▶ _Text passage_
****************************************

Re: Query optimizer 8.0.1 (and 8.0)

From: Bruno Wolff III <bruno(at)wolff(dot)to>
To: Greg Stark <gsstark(at)mit(dot)edu>
Cc: pgsql-hackers(at)postgresql(dot)org
Subject: Re: Query optimizer 8.0.1 (and 8.0)
Date: 2005-02-08 16:50:08
Message-ID: 20050208165008.GA1768@wolff.to
Views: Raw Message | Whole Thread | Download mbox | Resend email
Thread:
Lists: pgsql-hackers

On Mon, Feb 07, 2005 at 17:45:23 -0500,
Greg Stark <gsstark(at)mit(dot)edu> wrote:
>
> However for discrete values like the "top ten most common values" and the
> "total number of distinct values" it's not so clear at all that you can
> extrapolate from a sample at all. And it's certainly not clear that a fixed
> size sample gives you at all the same confidence for a large population as it
> does for a small population.

If you were to keep a complete histogram for the sample points (which may
or may not be practical) you should be able to estimate the number of
distinct values under some assumptions. Such as, that all values outside
of the top N values have the same likelihood. I don't think this is
unreasonable.

****************************************

▶ _Stored rows_
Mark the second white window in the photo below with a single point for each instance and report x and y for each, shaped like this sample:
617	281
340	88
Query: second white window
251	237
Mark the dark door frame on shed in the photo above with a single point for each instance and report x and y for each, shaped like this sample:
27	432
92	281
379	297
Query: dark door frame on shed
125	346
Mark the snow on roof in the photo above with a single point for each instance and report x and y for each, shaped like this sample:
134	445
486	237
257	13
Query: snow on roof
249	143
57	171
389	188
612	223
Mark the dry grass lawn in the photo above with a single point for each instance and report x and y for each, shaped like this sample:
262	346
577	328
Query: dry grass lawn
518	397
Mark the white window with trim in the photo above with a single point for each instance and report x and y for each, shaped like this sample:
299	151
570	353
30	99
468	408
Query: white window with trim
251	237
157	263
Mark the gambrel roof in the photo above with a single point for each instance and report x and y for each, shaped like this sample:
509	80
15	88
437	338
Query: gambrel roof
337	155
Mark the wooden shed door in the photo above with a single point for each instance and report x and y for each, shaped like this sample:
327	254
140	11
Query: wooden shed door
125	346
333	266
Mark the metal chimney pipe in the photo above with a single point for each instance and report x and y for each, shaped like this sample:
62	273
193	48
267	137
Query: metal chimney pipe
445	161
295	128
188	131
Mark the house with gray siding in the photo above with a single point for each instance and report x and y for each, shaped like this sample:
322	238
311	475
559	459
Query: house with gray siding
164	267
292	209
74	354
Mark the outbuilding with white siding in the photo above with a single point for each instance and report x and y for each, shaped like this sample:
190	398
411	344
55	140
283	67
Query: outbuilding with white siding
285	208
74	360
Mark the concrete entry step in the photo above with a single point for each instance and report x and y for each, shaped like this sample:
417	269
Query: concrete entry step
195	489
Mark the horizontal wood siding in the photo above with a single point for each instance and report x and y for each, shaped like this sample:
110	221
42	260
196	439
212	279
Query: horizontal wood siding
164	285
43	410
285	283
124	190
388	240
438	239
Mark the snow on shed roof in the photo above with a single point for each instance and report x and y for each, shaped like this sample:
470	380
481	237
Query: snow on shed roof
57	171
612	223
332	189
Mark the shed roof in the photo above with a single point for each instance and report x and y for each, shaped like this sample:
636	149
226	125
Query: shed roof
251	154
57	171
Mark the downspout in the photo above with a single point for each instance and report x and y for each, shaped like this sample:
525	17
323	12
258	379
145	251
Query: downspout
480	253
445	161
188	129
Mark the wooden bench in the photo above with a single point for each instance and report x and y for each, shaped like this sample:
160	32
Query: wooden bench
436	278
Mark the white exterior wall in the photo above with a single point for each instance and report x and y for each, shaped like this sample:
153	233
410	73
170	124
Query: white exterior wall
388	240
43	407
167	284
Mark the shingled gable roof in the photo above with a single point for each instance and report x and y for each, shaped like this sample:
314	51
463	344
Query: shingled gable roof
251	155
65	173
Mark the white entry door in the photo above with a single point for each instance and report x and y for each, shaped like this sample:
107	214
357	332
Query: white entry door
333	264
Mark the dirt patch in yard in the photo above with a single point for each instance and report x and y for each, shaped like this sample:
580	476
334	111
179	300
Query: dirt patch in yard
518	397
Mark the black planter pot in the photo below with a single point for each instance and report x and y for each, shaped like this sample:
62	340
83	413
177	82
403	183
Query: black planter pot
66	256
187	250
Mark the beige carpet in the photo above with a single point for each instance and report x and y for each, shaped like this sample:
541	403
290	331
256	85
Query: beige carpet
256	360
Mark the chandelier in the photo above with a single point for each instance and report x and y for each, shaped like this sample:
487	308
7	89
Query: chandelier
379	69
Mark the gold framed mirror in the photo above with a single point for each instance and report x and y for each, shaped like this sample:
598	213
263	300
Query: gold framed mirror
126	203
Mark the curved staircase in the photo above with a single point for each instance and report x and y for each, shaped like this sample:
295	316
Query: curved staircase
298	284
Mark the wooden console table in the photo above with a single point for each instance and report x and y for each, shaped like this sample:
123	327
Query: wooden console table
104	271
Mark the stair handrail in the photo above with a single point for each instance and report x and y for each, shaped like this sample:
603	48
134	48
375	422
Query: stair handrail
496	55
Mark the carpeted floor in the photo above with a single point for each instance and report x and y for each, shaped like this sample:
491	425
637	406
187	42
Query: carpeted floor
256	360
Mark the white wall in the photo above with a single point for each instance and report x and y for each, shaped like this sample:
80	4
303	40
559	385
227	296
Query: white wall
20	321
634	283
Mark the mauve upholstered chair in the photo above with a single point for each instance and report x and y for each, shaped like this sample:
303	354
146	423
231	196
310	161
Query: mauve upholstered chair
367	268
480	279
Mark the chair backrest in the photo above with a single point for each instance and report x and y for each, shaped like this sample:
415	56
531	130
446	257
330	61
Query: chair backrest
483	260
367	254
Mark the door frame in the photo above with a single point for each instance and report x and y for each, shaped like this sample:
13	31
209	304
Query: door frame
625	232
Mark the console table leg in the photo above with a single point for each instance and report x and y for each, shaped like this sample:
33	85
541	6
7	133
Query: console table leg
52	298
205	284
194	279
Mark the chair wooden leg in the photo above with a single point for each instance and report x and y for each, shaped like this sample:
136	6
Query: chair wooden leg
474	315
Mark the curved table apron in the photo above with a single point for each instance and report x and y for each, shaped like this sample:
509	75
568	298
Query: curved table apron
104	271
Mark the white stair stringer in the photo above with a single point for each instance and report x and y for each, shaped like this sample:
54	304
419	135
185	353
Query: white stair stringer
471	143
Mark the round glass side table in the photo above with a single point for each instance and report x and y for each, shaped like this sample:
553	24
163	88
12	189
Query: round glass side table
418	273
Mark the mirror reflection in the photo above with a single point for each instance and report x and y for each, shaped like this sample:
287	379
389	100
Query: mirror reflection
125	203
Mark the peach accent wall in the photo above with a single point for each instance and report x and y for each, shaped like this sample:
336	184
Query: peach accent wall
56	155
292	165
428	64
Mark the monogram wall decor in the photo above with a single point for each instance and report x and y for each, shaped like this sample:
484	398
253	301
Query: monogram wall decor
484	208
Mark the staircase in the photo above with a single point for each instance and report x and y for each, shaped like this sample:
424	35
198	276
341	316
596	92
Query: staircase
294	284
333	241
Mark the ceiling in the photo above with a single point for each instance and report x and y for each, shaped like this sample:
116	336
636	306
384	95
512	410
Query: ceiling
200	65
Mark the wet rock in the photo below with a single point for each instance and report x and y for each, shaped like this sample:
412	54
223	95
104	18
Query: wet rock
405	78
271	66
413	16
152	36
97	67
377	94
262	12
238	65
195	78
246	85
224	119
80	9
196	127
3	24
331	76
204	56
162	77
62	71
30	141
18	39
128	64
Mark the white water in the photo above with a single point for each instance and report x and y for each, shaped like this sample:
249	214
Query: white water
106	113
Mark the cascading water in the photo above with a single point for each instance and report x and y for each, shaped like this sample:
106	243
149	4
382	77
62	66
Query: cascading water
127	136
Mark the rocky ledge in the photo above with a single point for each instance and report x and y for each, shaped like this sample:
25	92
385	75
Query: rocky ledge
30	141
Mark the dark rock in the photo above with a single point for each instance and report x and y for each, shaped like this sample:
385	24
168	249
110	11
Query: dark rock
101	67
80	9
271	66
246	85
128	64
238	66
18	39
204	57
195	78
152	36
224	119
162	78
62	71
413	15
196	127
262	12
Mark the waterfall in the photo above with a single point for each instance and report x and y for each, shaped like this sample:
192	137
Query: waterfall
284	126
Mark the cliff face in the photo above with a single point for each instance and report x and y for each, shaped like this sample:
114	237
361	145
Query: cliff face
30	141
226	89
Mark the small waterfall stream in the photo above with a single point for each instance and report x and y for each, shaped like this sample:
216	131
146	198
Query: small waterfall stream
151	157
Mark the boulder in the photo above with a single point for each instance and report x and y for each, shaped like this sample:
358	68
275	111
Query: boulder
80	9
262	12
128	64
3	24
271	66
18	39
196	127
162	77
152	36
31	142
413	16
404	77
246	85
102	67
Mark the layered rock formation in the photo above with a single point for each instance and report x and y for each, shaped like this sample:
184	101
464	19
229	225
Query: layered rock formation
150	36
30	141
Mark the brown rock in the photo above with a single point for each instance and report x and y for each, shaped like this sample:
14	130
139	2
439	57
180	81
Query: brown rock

****************************************

▶ _Given exercise 1_
Which options are listed after "Views:" in the header of the mailing-list post?
▶ _Given exercise 2_
Can you convert the rows, everything from the line containing "Mark the small" down to the last row, into a JSON list of strings with one string per line and blank lines left out?

▶ _Expected answer 1_
Raw Message, Whole Thread, Download mbox, Resend email

▶ _Expected answer 2_
[
  "Mark the small waterfall stream in the photo above with a single point for each instance and report x and y for each, shaped like this sample:",
  "216\t131",
  "146\t198",
  "Query: small waterfall stream",
  "151\t157",
  "Mark the boulder in the photo above with a single point for each instance and report x and y for each, shaped like this sample:",
  "358\t68",
  "275\t111",
  "Query: boulder",
  "80\t9",
  "262\t12",
  "128\t64",
  "3\t24",
  "271\t66",
  "18\t39",
  "196\t127",
  "162\t77",
  "152\t36",
  "31\t142",
  "413\t16",
  "404\t77",
  "246\t85",
  "102\t67",
  "Mark the layered rock formation in the photo above with a single point for each instance and report x and y for each, shaped like this sample:",
  "184\t101",
  "464\t19",
  "229\t225",
  "Query: layered rock formation",
  "150\t36",
  "30\t141",
  "Mark the brown rock in the photo above with a single point for each instance and report x and y for each, shaped like this sample:",
  "14\t130",
  "139\t2",
  "439\t57",
  "180\t81",
  "Query: brown rock"
]